• Text section:
<<<<

I started discerning in one diocese (Los Angeles) and continued discerning in another (Kalamazoo, where my family lives.) This is my experience based on that process:
The formation length of each was the same: four years of philosophy for those without a college degree, or for those with a 4-year degree, 2 years of pre-theology (condensed philosophy without the gen-ed courses.) The philosophy was followed by four years of theological studies, with a year of pastoral assignment between the second and third year, and ordination to the temporary diaconate between the third and fourth theological years. There were usually shorter summer assignments as well between most years.
One graduates with a Masters of Divinity, which in terms of credits is equivalent (or more) to a Doctorate, without the requirement of a doctoral thesis. This is followed by ordination to the priesthood, which is more often than not actually slightly before the end of the last semester.

>>>>

In the account of seminary formation, when does ordination to the temporary diaconate take place? None of these items is needed to answer anything.

(Excerpts of bounding box data)
<<<<

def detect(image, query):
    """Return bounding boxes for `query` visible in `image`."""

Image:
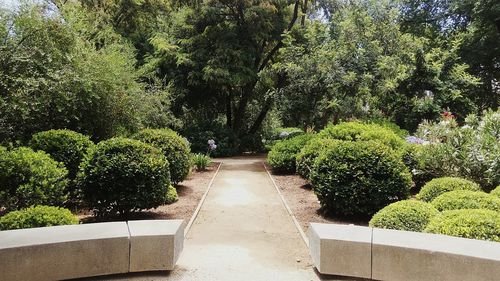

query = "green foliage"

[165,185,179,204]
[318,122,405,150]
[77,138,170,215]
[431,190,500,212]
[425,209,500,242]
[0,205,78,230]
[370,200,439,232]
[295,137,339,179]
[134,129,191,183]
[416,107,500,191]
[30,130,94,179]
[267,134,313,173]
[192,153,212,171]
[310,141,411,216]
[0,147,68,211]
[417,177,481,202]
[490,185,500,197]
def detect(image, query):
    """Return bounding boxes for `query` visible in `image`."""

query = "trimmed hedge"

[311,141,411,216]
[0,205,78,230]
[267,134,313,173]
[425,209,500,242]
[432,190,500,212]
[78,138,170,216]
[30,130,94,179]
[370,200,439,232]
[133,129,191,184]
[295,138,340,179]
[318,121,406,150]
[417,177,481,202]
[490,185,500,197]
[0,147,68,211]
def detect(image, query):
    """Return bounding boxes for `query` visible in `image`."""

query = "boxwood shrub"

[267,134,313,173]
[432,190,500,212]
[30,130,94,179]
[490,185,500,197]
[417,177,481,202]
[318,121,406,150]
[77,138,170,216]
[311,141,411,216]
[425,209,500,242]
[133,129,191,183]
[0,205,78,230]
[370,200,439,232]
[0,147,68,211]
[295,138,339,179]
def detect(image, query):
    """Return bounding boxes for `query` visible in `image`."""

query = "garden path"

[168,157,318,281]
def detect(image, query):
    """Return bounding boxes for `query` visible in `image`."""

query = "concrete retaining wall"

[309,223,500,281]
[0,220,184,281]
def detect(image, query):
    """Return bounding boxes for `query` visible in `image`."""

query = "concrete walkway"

>>>>

• Solution below: Between the third and fourth theological years.